─── MATERIAL TO PROCESS
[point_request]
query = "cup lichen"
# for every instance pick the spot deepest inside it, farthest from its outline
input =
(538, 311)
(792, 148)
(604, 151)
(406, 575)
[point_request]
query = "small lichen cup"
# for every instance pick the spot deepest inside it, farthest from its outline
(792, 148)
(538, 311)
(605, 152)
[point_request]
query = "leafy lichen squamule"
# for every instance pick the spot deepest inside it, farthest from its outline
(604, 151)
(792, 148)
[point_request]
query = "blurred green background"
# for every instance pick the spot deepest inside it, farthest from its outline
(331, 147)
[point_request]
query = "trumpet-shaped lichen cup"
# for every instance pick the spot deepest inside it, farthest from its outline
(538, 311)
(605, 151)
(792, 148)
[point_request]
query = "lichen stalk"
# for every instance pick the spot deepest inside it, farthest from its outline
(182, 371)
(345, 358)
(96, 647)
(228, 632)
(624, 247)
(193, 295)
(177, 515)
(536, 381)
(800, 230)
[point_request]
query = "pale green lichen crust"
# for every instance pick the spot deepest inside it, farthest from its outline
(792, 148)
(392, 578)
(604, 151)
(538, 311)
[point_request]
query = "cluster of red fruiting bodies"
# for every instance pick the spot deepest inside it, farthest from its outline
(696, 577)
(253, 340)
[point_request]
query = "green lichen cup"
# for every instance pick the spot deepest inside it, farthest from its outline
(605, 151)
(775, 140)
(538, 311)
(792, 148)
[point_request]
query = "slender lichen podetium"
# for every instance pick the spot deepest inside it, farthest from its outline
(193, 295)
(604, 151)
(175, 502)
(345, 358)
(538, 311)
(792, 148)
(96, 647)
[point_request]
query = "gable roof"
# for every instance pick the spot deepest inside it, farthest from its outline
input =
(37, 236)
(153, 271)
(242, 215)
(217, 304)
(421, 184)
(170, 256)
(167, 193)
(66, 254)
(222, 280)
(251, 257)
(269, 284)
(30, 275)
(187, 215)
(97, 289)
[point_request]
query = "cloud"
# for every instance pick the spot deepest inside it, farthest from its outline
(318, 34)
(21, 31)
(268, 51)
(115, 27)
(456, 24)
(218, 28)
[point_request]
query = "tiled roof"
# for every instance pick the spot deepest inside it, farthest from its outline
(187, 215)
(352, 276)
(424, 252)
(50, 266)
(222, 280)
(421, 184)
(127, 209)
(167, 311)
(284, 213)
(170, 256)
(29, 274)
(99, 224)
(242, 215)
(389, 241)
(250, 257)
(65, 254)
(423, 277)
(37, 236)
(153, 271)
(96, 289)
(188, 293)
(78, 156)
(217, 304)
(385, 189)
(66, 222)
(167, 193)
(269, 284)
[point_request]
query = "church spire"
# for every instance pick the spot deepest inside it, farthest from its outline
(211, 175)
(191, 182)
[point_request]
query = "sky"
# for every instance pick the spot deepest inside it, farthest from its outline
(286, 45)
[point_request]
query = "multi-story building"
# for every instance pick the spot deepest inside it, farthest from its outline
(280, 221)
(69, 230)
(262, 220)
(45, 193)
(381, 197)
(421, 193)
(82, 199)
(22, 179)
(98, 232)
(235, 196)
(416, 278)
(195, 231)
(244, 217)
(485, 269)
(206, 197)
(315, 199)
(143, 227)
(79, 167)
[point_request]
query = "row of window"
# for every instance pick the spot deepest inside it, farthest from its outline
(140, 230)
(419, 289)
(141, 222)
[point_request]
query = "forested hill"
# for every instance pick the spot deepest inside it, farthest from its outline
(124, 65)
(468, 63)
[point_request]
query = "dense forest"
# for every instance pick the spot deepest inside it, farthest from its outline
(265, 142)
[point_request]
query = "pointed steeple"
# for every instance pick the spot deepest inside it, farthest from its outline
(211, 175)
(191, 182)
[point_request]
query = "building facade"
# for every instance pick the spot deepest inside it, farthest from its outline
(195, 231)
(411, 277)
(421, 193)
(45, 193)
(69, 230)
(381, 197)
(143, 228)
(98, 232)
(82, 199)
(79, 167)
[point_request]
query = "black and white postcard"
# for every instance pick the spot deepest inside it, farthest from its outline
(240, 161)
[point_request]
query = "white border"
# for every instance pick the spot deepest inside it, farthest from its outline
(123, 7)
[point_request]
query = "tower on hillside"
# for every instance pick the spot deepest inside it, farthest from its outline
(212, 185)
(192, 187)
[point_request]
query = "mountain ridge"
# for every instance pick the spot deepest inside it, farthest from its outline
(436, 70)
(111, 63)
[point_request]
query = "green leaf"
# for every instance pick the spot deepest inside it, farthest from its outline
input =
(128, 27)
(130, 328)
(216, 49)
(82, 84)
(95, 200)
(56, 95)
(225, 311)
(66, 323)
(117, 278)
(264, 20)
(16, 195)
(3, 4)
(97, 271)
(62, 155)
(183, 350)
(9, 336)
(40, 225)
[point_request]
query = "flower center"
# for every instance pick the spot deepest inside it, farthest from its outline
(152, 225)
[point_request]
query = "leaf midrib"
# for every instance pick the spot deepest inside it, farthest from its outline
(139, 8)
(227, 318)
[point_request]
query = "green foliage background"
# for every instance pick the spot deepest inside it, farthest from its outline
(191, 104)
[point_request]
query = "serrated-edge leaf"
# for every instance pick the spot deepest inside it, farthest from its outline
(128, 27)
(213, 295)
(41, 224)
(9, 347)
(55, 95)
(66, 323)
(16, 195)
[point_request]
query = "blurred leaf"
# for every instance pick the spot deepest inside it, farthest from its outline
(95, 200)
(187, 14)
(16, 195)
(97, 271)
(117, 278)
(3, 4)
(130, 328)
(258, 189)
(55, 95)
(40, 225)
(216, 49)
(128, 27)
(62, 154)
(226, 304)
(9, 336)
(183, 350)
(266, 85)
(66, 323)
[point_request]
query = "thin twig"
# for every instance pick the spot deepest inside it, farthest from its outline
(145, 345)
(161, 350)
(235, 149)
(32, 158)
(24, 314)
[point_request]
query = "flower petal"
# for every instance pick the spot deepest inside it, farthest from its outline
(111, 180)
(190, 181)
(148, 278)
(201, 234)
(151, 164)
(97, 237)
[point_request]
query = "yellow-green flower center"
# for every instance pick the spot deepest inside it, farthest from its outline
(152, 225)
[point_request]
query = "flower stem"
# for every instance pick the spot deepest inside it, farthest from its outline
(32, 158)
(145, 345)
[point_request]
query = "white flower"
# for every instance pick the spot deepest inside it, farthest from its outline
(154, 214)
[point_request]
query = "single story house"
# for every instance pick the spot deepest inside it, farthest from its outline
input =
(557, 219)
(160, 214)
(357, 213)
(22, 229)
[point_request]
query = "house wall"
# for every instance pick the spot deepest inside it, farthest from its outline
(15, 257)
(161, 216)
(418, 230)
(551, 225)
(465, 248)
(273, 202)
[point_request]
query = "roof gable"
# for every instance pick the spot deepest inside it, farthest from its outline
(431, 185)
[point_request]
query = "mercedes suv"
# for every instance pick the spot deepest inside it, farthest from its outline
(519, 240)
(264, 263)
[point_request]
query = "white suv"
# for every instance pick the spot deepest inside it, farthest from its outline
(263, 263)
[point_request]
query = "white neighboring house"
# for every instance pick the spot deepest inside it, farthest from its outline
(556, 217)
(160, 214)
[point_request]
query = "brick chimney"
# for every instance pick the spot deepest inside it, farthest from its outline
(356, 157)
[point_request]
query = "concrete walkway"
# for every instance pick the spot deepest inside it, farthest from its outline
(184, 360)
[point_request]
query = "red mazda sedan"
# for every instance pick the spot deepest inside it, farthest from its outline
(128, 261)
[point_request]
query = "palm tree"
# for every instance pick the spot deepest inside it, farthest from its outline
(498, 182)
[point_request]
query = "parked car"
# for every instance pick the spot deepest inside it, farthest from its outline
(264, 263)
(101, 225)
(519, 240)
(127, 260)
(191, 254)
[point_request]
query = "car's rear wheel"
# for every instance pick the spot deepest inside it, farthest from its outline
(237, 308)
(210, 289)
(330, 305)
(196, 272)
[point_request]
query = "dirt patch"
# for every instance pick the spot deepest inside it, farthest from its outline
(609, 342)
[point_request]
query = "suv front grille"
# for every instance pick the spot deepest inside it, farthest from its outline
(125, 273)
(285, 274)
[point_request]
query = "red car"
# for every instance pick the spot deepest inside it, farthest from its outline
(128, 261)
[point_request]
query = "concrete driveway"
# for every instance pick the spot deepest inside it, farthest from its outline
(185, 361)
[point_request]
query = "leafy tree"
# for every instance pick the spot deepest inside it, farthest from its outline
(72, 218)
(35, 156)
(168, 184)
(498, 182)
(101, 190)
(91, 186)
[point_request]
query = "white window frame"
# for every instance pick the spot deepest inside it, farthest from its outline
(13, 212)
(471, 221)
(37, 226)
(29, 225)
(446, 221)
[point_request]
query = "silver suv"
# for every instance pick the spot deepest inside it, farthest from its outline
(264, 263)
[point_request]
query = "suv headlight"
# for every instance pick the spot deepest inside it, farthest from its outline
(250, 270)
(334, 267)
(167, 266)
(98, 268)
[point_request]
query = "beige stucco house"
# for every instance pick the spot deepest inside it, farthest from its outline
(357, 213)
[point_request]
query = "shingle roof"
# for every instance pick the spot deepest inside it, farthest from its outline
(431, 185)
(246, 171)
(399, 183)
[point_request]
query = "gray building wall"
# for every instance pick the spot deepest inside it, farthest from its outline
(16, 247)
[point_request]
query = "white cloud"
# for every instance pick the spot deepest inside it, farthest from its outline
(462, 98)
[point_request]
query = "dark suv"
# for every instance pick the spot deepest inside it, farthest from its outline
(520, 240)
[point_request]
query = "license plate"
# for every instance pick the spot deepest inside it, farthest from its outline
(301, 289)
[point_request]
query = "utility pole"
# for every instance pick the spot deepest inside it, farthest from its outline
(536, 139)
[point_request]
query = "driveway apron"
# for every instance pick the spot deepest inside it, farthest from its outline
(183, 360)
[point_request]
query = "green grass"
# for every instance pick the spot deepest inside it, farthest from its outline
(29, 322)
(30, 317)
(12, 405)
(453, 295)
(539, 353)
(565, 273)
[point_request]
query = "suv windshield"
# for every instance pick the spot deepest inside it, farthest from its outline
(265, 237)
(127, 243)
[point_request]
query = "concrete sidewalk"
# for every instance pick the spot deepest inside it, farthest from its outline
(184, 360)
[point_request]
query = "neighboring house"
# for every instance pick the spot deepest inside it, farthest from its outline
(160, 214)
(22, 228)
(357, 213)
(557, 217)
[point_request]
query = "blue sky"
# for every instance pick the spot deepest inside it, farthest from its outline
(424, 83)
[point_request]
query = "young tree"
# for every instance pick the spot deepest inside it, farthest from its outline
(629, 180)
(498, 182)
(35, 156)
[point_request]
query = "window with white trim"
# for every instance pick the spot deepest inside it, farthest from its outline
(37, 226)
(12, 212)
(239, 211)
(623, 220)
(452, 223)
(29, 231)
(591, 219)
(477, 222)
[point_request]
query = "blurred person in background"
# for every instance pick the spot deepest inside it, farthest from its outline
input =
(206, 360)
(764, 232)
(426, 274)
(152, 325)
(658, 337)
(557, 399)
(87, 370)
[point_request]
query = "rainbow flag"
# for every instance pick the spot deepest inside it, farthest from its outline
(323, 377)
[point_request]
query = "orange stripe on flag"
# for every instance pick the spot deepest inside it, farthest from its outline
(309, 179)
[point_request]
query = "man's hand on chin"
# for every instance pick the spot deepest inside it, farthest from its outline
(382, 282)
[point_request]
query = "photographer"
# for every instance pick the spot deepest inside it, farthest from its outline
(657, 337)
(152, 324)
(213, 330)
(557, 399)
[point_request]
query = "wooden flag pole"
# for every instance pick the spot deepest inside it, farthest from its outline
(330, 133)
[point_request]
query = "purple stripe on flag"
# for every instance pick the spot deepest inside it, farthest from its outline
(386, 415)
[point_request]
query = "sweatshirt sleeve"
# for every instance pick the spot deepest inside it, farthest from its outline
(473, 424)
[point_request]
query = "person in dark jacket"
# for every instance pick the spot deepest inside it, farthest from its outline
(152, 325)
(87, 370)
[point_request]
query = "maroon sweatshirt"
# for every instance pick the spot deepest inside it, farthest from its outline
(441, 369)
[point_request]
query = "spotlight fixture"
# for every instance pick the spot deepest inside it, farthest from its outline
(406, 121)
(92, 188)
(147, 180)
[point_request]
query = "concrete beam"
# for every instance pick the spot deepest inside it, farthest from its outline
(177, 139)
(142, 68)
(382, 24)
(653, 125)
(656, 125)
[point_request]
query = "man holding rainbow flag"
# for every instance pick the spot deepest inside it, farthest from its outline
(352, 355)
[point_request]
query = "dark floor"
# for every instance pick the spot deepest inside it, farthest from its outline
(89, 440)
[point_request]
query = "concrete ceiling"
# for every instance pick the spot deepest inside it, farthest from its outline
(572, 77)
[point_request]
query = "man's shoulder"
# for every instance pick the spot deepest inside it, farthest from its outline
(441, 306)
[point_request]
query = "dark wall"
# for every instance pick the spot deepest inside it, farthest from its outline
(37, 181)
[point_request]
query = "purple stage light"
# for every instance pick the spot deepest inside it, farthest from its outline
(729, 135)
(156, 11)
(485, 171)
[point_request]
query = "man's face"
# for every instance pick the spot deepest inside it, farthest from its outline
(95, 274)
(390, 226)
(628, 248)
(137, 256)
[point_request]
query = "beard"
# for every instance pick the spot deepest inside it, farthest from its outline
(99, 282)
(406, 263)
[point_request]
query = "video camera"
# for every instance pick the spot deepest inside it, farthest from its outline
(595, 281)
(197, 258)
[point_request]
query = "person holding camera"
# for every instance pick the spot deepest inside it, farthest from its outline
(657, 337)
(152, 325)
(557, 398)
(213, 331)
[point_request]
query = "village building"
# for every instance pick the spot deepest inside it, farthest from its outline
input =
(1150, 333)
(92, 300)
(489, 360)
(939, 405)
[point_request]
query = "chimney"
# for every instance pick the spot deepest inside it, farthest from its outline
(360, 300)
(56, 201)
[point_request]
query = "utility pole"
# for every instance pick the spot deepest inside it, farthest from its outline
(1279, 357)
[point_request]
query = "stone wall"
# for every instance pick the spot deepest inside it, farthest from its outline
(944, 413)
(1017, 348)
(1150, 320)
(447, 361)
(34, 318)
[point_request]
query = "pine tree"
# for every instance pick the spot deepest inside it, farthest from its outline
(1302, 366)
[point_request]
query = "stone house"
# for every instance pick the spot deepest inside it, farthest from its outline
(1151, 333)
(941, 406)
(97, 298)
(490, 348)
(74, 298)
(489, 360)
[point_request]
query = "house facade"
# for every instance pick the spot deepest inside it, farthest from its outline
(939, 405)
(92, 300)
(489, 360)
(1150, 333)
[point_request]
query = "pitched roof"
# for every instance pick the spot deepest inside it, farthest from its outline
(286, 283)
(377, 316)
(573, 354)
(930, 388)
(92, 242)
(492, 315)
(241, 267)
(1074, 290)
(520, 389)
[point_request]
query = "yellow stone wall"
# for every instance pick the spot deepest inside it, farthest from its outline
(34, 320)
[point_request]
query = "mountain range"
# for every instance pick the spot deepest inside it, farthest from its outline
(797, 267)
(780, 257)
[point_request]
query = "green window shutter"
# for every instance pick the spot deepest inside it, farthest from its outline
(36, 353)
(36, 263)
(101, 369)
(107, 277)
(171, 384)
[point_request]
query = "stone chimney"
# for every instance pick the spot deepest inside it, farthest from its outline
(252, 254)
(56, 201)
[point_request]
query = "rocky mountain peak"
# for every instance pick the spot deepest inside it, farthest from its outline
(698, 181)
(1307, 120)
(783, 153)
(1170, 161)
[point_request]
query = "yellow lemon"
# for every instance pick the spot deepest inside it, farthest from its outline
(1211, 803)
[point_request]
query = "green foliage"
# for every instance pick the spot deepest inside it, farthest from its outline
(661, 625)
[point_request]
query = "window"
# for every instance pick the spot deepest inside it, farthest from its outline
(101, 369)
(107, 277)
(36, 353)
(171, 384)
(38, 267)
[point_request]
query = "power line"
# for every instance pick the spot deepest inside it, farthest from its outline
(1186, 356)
──────
• TASK DESCRIPTION: Filter the lines above so that only those with the string "yellow" remain, then copy them.

• SOLUTION TO THE PROBLEM:
query = "yellow-green flower center"
query = "yellow stone wall"
query = "yellow lemon"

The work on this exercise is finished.